**Written problem:**
Quote these lines exactly: the one that holds "Query: blue curtain-side container" and every line after it to the end of the material below. Skip pictures.

* * * * * * * * *

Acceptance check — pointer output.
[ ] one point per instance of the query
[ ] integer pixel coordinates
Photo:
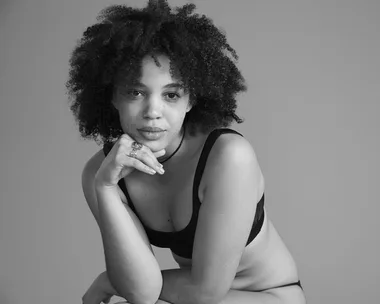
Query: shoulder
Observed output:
(231, 154)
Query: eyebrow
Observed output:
(168, 86)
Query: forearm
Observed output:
(131, 266)
(178, 287)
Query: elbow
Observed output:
(209, 298)
(147, 294)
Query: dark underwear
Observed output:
(286, 285)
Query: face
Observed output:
(154, 100)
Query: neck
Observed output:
(175, 149)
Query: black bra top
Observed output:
(181, 242)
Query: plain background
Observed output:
(311, 114)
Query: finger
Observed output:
(147, 158)
(144, 163)
(144, 154)
(159, 153)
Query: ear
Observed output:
(114, 104)
(189, 106)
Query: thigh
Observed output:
(289, 294)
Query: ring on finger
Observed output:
(135, 146)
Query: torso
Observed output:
(164, 203)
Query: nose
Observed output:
(153, 107)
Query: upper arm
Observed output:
(232, 186)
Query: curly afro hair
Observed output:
(197, 50)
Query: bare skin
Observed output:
(265, 263)
(163, 202)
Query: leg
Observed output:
(284, 295)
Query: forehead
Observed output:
(149, 71)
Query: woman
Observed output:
(158, 86)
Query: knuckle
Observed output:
(124, 139)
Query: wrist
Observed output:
(107, 283)
(102, 187)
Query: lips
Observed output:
(151, 129)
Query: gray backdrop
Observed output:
(311, 113)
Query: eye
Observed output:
(134, 93)
(172, 96)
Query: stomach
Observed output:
(265, 263)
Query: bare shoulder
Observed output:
(231, 148)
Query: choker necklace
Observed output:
(184, 132)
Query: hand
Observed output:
(119, 164)
(100, 291)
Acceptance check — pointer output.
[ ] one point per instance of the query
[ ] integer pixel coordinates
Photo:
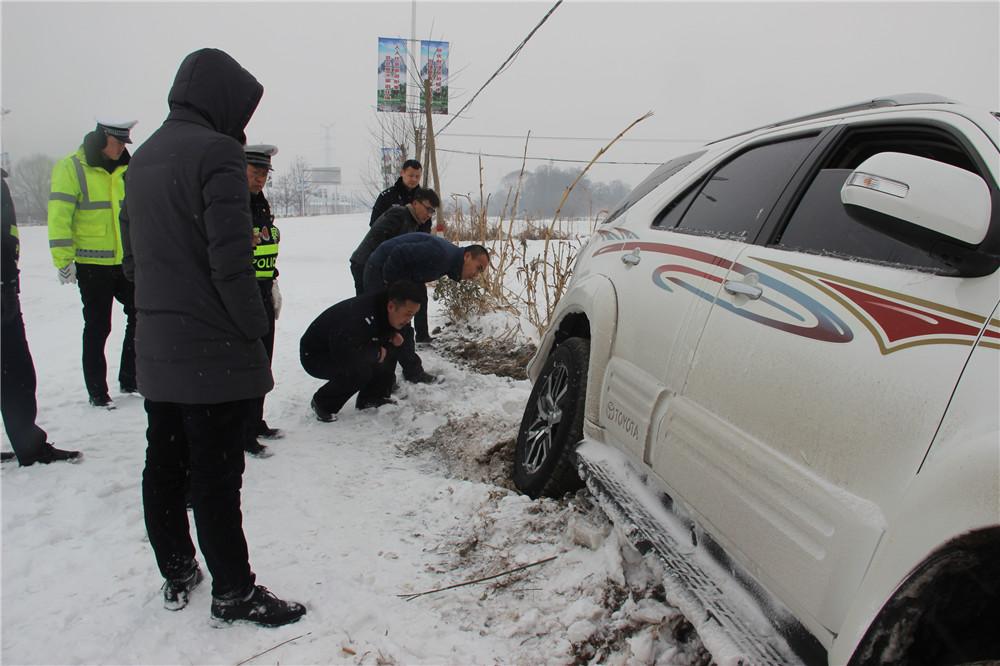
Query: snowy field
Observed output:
(345, 517)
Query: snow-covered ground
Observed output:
(345, 517)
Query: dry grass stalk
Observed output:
(543, 278)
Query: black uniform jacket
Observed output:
(347, 336)
(188, 240)
(397, 195)
(396, 221)
(10, 243)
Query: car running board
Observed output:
(731, 624)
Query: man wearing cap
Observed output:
(265, 255)
(401, 193)
(87, 190)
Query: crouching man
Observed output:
(353, 345)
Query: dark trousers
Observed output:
(17, 388)
(408, 359)
(205, 442)
(100, 287)
(369, 380)
(265, 294)
(420, 319)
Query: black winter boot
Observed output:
(260, 607)
(176, 592)
(50, 454)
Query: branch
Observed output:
(273, 648)
(411, 597)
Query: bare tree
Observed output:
(30, 184)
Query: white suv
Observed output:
(780, 357)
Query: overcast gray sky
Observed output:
(705, 69)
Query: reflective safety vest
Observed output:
(83, 212)
(265, 254)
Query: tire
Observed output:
(552, 425)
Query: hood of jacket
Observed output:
(212, 84)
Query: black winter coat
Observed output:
(396, 221)
(347, 336)
(418, 257)
(397, 195)
(188, 243)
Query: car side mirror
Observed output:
(936, 207)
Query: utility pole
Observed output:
(431, 150)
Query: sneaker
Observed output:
(51, 454)
(102, 401)
(260, 607)
(258, 450)
(322, 414)
(422, 377)
(373, 403)
(176, 592)
(266, 432)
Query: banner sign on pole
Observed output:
(391, 74)
(434, 66)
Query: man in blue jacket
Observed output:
(421, 258)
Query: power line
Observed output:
(543, 159)
(576, 138)
(506, 62)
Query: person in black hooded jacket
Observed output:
(201, 363)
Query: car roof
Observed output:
(903, 99)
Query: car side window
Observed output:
(651, 182)
(820, 222)
(737, 197)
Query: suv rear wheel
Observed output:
(552, 425)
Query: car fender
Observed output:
(594, 298)
(957, 490)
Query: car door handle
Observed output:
(751, 291)
(632, 258)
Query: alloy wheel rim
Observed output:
(548, 416)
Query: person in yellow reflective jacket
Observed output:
(85, 240)
(265, 255)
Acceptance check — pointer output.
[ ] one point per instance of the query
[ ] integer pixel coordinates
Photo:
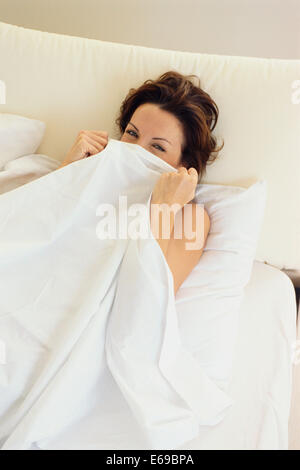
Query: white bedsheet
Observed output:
(262, 377)
(76, 403)
(90, 325)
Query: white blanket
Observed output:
(88, 326)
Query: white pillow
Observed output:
(19, 136)
(24, 169)
(209, 299)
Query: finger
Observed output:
(182, 169)
(91, 150)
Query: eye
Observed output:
(135, 135)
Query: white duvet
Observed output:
(88, 326)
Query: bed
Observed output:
(262, 382)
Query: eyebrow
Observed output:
(154, 138)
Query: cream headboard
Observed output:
(74, 83)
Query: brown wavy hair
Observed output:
(192, 106)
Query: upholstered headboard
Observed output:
(74, 83)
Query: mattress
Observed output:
(262, 377)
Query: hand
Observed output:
(87, 143)
(175, 187)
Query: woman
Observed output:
(172, 118)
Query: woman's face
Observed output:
(157, 131)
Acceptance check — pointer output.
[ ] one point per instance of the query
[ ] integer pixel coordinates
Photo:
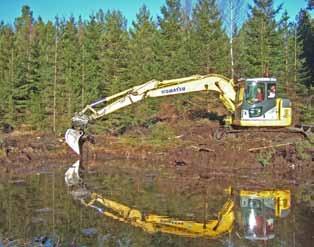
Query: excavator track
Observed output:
(305, 130)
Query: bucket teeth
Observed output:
(72, 138)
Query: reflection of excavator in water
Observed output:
(250, 103)
(257, 209)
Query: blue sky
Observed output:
(48, 9)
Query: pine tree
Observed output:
(7, 74)
(262, 51)
(115, 52)
(23, 88)
(142, 64)
(142, 54)
(114, 62)
(91, 54)
(305, 29)
(211, 51)
(169, 45)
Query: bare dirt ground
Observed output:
(191, 152)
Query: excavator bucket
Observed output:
(72, 138)
(72, 176)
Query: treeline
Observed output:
(49, 70)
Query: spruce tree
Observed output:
(262, 49)
(210, 40)
(169, 45)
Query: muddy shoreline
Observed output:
(194, 153)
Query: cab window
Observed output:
(255, 93)
(271, 91)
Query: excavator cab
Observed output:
(259, 104)
(259, 210)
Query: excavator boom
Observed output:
(151, 89)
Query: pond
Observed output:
(42, 211)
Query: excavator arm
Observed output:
(151, 89)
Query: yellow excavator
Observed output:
(258, 211)
(250, 103)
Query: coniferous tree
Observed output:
(211, 51)
(7, 74)
(115, 52)
(170, 50)
(262, 51)
(22, 87)
(142, 54)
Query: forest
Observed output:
(50, 70)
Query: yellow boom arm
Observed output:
(152, 223)
(154, 88)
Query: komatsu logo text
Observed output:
(173, 90)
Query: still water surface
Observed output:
(42, 211)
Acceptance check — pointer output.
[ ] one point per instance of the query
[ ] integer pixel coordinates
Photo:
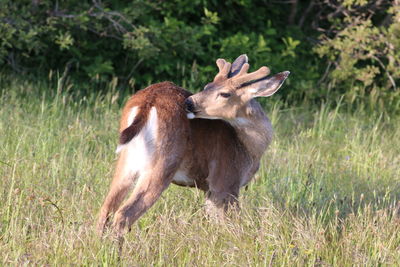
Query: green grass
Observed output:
(326, 193)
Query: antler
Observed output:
(225, 73)
(224, 69)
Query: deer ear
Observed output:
(237, 65)
(267, 86)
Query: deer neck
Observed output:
(253, 128)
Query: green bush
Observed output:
(331, 47)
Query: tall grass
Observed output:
(325, 195)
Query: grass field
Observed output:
(325, 195)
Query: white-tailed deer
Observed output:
(218, 150)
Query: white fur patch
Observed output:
(190, 115)
(239, 122)
(140, 150)
(182, 178)
(129, 121)
(132, 115)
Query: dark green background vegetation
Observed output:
(333, 48)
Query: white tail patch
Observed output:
(140, 150)
(131, 117)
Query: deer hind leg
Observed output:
(223, 192)
(150, 185)
(119, 188)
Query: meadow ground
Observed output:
(325, 195)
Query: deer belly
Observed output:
(181, 178)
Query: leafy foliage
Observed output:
(351, 46)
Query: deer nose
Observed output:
(189, 105)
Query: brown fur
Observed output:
(219, 156)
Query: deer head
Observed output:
(232, 89)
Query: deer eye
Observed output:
(225, 95)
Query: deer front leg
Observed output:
(219, 203)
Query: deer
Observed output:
(212, 140)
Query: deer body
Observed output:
(159, 145)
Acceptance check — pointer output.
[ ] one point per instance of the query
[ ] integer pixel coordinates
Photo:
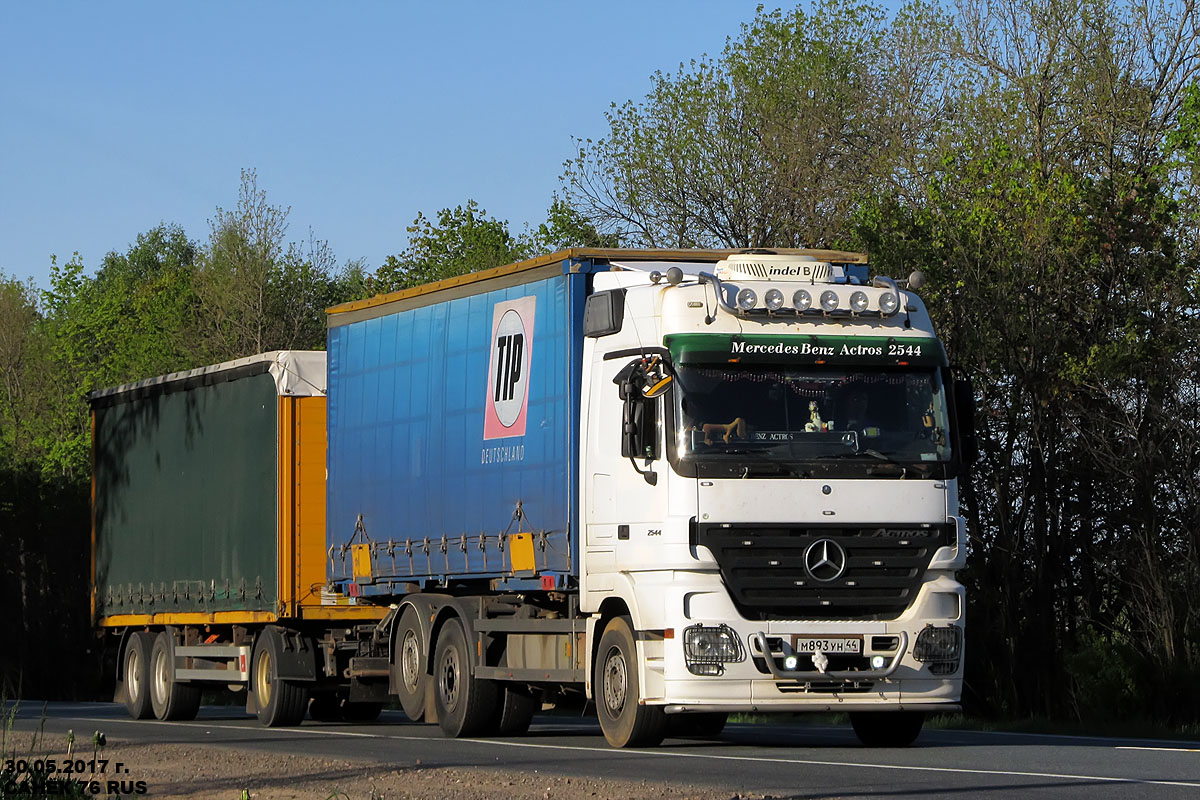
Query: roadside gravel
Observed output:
(217, 773)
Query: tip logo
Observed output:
(508, 371)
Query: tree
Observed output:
(771, 144)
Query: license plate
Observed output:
(828, 644)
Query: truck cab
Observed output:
(769, 492)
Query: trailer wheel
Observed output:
(411, 678)
(280, 702)
(887, 728)
(465, 704)
(136, 673)
(515, 710)
(624, 720)
(171, 699)
(706, 725)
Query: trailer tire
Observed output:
(169, 698)
(706, 725)
(465, 704)
(515, 710)
(624, 720)
(411, 656)
(280, 702)
(136, 674)
(887, 728)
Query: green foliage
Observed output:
(466, 240)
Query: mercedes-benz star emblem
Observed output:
(825, 560)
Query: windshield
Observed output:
(751, 415)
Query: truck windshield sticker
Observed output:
(756, 348)
(508, 372)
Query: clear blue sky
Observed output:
(115, 116)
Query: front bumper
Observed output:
(759, 683)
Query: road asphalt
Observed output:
(777, 761)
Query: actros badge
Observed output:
(508, 372)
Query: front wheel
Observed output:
(136, 673)
(280, 702)
(887, 728)
(409, 667)
(624, 720)
(171, 699)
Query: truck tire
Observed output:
(465, 704)
(411, 677)
(169, 698)
(136, 674)
(515, 710)
(280, 702)
(624, 721)
(706, 725)
(887, 728)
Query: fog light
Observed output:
(707, 649)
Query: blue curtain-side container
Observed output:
(453, 427)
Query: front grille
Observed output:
(763, 567)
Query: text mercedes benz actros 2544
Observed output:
(679, 483)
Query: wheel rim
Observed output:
(263, 679)
(160, 677)
(409, 661)
(449, 679)
(133, 674)
(616, 681)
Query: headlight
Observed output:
(707, 649)
(888, 304)
(939, 643)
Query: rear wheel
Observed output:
(171, 699)
(136, 673)
(280, 702)
(412, 679)
(887, 728)
(465, 704)
(624, 720)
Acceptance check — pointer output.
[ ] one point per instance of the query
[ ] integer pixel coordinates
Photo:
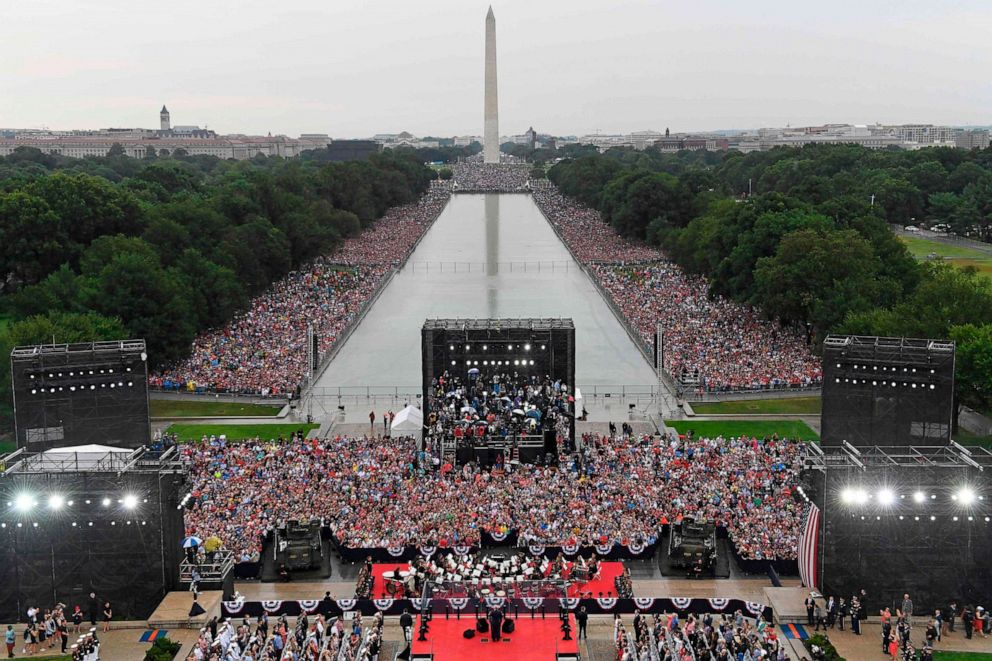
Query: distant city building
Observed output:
(137, 143)
(972, 139)
(352, 150)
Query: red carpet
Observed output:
(533, 640)
(379, 586)
(607, 572)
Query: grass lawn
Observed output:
(759, 428)
(184, 408)
(798, 405)
(959, 255)
(967, 438)
(237, 432)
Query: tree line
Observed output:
(804, 235)
(165, 248)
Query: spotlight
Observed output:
(854, 496)
(24, 502)
(966, 496)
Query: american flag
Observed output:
(809, 547)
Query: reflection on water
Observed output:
(486, 256)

* * * * * * * * *

**In response:**
Query: blue curtain-side container
Observed output:
(453, 427)
Query: front grille
Observed output:
(763, 567)
Query: text mercedes benz actros 2544
Observed output:
(679, 483)
Query: wheel rim
Observed output:
(263, 679)
(160, 677)
(409, 661)
(449, 679)
(133, 674)
(616, 681)
Query: headlight
Observed output:
(707, 649)
(888, 304)
(939, 643)
Query: rear wheel
Observed output:
(171, 699)
(136, 673)
(280, 702)
(412, 679)
(887, 728)
(465, 704)
(624, 720)
Acceptance check — pointer output.
[ ] one point per instance of the query
[ ] integer pixel coordinates
Photo:
Query: distant city building
Observed output:
(137, 143)
(972, 139)
(352, 150)
Query: red carpet
Observed output:
(533, 640)
(379, 586)
(607, 572)
Query: grass lawn
Observed output:
(759, 428)
(184, 408)
(798, 405)
(959, 255)
(967, 438)
(237, 432)
Query: tree line
Observed output:
(804, 235)
(165, 248)
Query: spotlight
Observed output:
(854, 496)
(24, 502)
(966, 496)
Query: american flag
Observed output:
(809, 547)
Query: reflection on water
Observed output:
(486, 256)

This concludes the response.